* **CONSIGNES**
A: D'après le texte sur les Quatres, sur quoi ceux-ci ont-ils tendance à fantasmer plutôt que de chercher des solutions pratiques à leurs difficultés ?
B: Prolongez le texte sur les Quatres à partir de sa dernière phrase.

Les Quatres sont émotionnellement complexes et très sensibles. Ils aspirent à être compris et appréciés pour leur être authentique, mais se sentent facilement mal compris et mal à l'aise. Ils ont tendance à se retirer face à un monde qui leur semble dur ou grossier, et sont souvent un peu de mauvaise humeur ou d'humeur lunatique. Ils sont centrés sur le plan affectif et passent la majeure partie de leur vie immergés dans leurs paysages mentaux, où ils se sentent libres de cultiver et d'analyser leurs sentiments. Le désir d'exprimer ce monde interne conduit souvent les Quatres à développer un intérêt pour les arts, et certains deviennent de réels artistes.

Les Quatres ont une tendance naturelle à la mélancolie dans des conditions de stress et à sombrer dans la dépression. Ils ont également tendance à être égocentriques, même dans les meilleures circonstances, mais quand la personnalité se déséquilibre, cela laisse facilement la place à une forme d'auto-complaisance qu'ils perçoivent comme étant pleinement justifiée en compensation du manque général de plaisir qu'ils éprouvent dans la vie. Plutôt que de chercher des solutions pratiques à leurs difficultés, les Quatres ont tendance à fantasmer sur la venue d'un sauveur qui les sortira de leur malheur.

Le 4 a tendance à passer d'une émotion à une autre très rapidement. L'émotion la plus fréquente est une sorte de mélancolie à laquelle il trouve une valeur esthétique. Le 4 aimerait faire comprendre ce qu'il ressent, mais il a l'impression que c'est une tâche insurmontable. Il peut avoir une communication hésitante, ou symbolique, ou encore répéter longuement dans sa tête ce qu'il veut dire.
Le 4 est perçu par les autres comme ayant du charme, mais beaucoup le trouvent un peu affecté ou hautain. Pourtant, il a une excellente qualité d'écoute. C'est un bon confident plein de compassion. Le 4 accorde énormément d'importance aux relations intimes. Il attend, parfois toute sa vie, l'âme sœur. Avec ses proches, il a tendance à voir ce qui ne va pas quand ils sont là, et ce qui est bien chez eux quand ils sont loin ; ainsi, il peut alternativement les attirer et les repousser.
Le 4 a un imaginaire très riche. Il le trouve plus important que le quotidien dont il supporte mal la banalité. Bien souvent, il agit peu, à moins que le travail à faire utilise son originalité et sa créativité. Même alors, il a souvent du mal à aller au bout de ses projets.

Les individus de Base 4 conçoivent la notion d’identité comme étant en rapport étroit avec leur univers émotionnel intense. En somme, le fait de s’identifier à leurs émotions leur permet de se sentir connectés profondément à eux-mêmes, de se sentir vivants. Cette relation à eux-même est si exclusive, qu’elle peut les mener à penser qu’ils sont fondamentalement différents des autres. Ce ressenti profond d’être «Différent de» ou «Autre que» imprègne le Moi des personnes en base 4, et les pousse à incarner une attitude et une posture qui soit le reflet parfait de leur être authentique, c’est à dire, de leur ressenti de l’instant.

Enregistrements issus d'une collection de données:
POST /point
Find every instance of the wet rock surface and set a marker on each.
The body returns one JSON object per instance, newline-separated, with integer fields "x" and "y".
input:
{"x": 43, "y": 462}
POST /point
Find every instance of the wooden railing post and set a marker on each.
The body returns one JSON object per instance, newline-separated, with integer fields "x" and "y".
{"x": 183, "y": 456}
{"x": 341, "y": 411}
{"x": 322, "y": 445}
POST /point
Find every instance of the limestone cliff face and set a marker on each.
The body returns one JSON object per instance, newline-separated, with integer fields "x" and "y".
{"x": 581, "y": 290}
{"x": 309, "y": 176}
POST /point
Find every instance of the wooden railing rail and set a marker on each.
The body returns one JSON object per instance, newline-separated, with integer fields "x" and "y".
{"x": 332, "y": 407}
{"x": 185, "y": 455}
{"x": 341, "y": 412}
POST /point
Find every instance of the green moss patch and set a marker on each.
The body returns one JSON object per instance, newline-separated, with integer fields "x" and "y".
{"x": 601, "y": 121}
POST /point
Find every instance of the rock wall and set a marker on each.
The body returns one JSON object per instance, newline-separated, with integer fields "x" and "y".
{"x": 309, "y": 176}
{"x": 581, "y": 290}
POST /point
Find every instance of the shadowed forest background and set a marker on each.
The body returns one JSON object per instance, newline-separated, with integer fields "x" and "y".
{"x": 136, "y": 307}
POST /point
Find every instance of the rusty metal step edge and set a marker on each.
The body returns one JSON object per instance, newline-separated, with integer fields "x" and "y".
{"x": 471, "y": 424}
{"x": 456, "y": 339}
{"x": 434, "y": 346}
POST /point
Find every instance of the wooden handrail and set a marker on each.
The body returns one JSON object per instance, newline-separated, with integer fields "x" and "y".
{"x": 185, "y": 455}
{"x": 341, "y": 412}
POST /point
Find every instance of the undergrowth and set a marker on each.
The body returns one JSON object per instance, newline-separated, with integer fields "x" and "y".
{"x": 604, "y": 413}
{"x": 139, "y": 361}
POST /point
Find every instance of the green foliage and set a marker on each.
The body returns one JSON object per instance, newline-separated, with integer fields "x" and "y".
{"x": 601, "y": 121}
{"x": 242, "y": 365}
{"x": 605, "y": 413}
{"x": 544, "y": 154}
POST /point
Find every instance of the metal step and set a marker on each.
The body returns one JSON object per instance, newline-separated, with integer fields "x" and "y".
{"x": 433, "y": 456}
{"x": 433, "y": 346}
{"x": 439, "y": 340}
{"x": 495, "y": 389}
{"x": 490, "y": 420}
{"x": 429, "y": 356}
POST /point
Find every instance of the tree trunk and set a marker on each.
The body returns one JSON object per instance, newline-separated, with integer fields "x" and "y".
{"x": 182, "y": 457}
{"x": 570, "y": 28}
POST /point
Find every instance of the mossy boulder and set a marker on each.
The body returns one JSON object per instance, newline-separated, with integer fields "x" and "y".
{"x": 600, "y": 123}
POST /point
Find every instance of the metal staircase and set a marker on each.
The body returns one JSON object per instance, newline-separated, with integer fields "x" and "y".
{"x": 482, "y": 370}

* **RÉPONSES PAR CONSIGNE**
A: Sur la venue d'un sauveur qui les sortira de leur malheur.

B:
Elles cherchent consciemment à exprimer avec le plus de justesse possible l’expression de leur Moi authentique.

De tous profils proposés par l’ennéagramme, les 4 sont les plus parfaitement conscients du fait que la personnalité est le fruit d’une conception, quelque chose qui a été créé et qui peut donc être re-créé.
Les personnes qui font du 4 recherchent l’authenticité à travers une expression d’elles-mêmes de ce qui est leur  « Vérité », mais l’image qu’elles dépeignent est, de par nature, illusoire et changeante, et ne suffit pas forcément à transmettre la profondeur et la complexité du Moi. Ces témoignages extérieurs et ces apparences, aussi proches de la réalité soient elles, ne reflètent jamais parfaitement la réalité du vécu intérieur de la personne, ce qui peut être très frustrant, car il manque toujours quelque chose pour que cela puisse sonner « Juste ».

Ce sentiment de perpétuel « manque » contribue à faire grandir chez les gens qui font du 4 un sentiment d’inadéquation face à leur incapacité à vivre suivant les standards de la société, mais aussi de honte face à leur échec permanent dans cette recherche d’expression pure et authentique d’eux-mêmes.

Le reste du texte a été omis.